▶ [EXERCISE AIM]:
Your answer should consist only of the line with "Batch job #47 — class: soldier in" and the lines after it, reproduced exactly through the end of the entries below.

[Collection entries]
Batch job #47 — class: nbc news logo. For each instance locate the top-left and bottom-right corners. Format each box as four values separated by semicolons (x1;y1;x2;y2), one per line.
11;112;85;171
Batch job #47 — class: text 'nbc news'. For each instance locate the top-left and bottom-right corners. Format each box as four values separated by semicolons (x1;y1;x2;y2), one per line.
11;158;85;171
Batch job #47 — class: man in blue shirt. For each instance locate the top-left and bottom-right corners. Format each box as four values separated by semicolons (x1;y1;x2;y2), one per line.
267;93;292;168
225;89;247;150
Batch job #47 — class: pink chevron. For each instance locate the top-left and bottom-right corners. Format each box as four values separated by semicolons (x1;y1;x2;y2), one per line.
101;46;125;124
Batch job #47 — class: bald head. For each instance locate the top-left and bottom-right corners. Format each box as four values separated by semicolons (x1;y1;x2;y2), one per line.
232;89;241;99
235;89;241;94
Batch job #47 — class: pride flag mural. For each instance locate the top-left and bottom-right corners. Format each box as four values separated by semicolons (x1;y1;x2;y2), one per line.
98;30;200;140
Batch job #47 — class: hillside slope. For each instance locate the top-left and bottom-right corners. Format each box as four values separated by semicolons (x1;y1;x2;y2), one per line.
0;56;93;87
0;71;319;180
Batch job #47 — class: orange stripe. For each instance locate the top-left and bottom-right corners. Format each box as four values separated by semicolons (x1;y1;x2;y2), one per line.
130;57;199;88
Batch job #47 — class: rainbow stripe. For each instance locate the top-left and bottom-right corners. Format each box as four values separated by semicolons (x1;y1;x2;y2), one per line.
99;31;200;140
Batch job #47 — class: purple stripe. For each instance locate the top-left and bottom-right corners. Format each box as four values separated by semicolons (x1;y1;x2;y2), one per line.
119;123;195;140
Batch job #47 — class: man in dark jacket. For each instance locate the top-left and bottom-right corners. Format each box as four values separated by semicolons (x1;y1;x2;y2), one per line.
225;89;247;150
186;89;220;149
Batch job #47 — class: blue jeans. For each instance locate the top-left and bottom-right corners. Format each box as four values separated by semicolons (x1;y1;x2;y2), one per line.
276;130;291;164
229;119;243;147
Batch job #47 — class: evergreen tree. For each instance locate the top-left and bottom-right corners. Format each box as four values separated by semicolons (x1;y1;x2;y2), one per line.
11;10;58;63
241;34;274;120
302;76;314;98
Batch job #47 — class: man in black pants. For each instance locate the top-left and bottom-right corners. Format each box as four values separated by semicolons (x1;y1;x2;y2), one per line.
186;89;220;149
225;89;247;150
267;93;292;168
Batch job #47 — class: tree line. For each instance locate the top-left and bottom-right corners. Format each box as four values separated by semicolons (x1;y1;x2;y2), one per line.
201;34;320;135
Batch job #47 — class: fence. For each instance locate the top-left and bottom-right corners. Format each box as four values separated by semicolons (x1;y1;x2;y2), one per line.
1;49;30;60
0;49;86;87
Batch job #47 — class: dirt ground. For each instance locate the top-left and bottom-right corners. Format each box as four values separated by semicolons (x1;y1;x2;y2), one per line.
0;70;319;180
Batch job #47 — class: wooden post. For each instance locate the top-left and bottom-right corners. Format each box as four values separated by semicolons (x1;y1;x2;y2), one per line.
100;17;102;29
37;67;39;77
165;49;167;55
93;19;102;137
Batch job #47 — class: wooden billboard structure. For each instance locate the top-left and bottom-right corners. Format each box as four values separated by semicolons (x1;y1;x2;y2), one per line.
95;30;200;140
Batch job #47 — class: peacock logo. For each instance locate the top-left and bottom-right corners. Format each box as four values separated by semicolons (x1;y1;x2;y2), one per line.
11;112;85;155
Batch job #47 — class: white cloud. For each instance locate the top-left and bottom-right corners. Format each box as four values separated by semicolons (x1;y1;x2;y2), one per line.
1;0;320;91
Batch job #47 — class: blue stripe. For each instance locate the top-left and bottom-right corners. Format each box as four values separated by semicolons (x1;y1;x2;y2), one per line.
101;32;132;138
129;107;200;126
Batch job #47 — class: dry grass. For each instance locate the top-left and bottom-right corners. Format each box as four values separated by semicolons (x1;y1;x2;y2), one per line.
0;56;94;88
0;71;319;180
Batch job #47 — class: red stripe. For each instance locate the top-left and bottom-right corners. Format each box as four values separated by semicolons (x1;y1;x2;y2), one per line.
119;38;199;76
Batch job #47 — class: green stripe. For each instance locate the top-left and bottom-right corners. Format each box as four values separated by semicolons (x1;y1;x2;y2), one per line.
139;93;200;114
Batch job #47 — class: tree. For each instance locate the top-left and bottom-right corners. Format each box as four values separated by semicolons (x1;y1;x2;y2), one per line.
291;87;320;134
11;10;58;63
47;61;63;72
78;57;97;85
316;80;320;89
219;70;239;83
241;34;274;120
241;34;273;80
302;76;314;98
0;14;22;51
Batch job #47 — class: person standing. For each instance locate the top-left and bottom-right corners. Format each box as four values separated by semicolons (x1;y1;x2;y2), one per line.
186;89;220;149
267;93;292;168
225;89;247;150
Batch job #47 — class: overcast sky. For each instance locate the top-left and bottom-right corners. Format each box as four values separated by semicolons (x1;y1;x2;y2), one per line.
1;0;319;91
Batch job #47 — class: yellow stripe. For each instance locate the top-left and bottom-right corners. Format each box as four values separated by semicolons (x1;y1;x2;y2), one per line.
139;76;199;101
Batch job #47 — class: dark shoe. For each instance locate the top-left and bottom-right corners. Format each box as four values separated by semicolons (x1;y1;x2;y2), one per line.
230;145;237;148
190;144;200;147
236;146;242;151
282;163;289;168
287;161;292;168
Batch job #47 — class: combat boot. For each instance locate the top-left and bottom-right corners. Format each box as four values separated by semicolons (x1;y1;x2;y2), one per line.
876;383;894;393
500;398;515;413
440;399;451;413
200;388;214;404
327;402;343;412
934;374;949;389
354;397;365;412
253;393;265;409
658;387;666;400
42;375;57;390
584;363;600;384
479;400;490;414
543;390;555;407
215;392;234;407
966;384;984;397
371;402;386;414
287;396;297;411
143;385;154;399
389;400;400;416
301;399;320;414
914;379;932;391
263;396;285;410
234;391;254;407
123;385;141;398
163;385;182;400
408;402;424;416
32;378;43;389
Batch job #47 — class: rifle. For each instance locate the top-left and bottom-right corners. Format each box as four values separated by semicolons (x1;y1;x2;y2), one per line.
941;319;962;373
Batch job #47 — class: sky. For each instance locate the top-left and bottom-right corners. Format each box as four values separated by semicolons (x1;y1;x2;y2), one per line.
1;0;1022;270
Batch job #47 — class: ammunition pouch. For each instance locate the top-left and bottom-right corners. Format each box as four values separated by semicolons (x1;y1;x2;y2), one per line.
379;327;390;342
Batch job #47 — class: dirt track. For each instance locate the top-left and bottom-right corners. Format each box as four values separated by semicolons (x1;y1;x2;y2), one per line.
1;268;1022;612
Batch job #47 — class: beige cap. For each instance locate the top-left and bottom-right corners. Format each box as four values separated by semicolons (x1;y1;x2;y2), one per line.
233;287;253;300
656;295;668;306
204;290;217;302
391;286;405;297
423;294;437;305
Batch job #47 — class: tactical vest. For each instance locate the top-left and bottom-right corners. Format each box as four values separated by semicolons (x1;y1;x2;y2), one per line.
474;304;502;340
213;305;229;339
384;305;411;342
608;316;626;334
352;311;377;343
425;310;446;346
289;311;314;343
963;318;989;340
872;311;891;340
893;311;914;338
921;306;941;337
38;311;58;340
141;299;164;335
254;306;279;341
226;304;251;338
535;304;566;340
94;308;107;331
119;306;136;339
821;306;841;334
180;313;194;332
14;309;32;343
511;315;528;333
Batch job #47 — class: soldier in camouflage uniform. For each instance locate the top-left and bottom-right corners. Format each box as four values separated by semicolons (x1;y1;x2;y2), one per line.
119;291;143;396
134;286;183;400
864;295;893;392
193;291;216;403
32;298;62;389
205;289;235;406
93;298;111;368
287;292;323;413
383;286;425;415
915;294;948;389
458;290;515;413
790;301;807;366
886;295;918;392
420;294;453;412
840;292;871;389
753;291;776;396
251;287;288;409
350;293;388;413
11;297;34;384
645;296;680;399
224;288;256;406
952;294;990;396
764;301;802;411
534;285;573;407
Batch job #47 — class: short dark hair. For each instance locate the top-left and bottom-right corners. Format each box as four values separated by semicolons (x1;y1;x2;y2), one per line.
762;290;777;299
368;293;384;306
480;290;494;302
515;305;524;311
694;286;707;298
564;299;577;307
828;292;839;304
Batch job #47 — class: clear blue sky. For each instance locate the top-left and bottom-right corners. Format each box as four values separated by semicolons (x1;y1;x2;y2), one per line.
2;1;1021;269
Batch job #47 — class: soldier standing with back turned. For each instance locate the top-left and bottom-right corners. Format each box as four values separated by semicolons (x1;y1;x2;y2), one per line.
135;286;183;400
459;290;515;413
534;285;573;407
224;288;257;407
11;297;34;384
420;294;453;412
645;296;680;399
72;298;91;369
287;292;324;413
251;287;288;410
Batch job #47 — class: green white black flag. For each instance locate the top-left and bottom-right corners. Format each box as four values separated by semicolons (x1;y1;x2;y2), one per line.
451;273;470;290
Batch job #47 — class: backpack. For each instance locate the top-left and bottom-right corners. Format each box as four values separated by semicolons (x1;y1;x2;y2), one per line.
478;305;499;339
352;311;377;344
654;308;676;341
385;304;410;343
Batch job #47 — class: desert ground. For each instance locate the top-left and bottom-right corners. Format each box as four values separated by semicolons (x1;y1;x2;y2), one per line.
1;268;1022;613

▶ [TASK SOLUTION]:
Batch job #47 — class: soldier in camouflage uniform. For each instance locate the top-left and bottom-right corners. Format each box as four values separated by semicolons (x1;y1;x2;y2), one per line.
119;291;143;396
134;286;183;400
864;295;893;392
193;291;216;403
32;298;62;389
205;289;235;406
93;298;111;368
287;292;323;413
383;286;425;415
915;294;948;389
458;290;515;413
790;301;807;366
886;295;918;392
420;294;453;412
840;292;871;389
753;291;776;396
251;287;288;409
350;293;388;413
11;297;34;384
645;296;680;399
224;288;256;406
952;294;990;396
764;301;802;411
534;285;573;407
Batch job #47 — class: short dark hair. For each instance locate the top-left and bottom-right corners. Format each box as four values separated by semicolons (x1;y1;x2;y2), one per line.
762;290;777;299
368;293;384;306
480;290;494;302
515;305;524;311
694;286;707;298
564;299;577;307
828;292;839;304
Batch job #47 — class: clear blue sky. For each instance locate the top-left and bottom-right corners. Format each box as four values separated by semicolons (x1;y1;x2;y2), one per line.
2;1;1021;269
Batch job #47 — class: soldier standing with back turned. For each instance locate the top-left and bottom-right corners. Format each box as four values separated by semicolons (x1;y1;x2;y2), one per line.
135;286;183;400
459;290;515;413
534;285;573;407
224;288;257;407
11;297;34;384
420;294;453;412
645;296;680;399
72;298;91;369
287;292;324;413
251;287;288;410
Batch job #47 — class: green white black flag. For each instance locate the top-left and bottom-right corners. Format each box as four values separated by semicolons (x1;y1;x2;y2), one per line.
451;273;470;290
Batch job #47 — class: backpack. For each instance locate the top-left and bottom-right corners. Format each box as four values separated by semicolons (x1;y1;x2;y2), one per line.
478;305;499;339
352;311;377;344
654;308;676;341
385;304;410;343
Batch job #47 — class: desert ground. For each instance locate the top-left and bottom-right corners. Format each box as four values separated by semicolons (x1;y1;x2;y2), one per line.
1;268;1022;613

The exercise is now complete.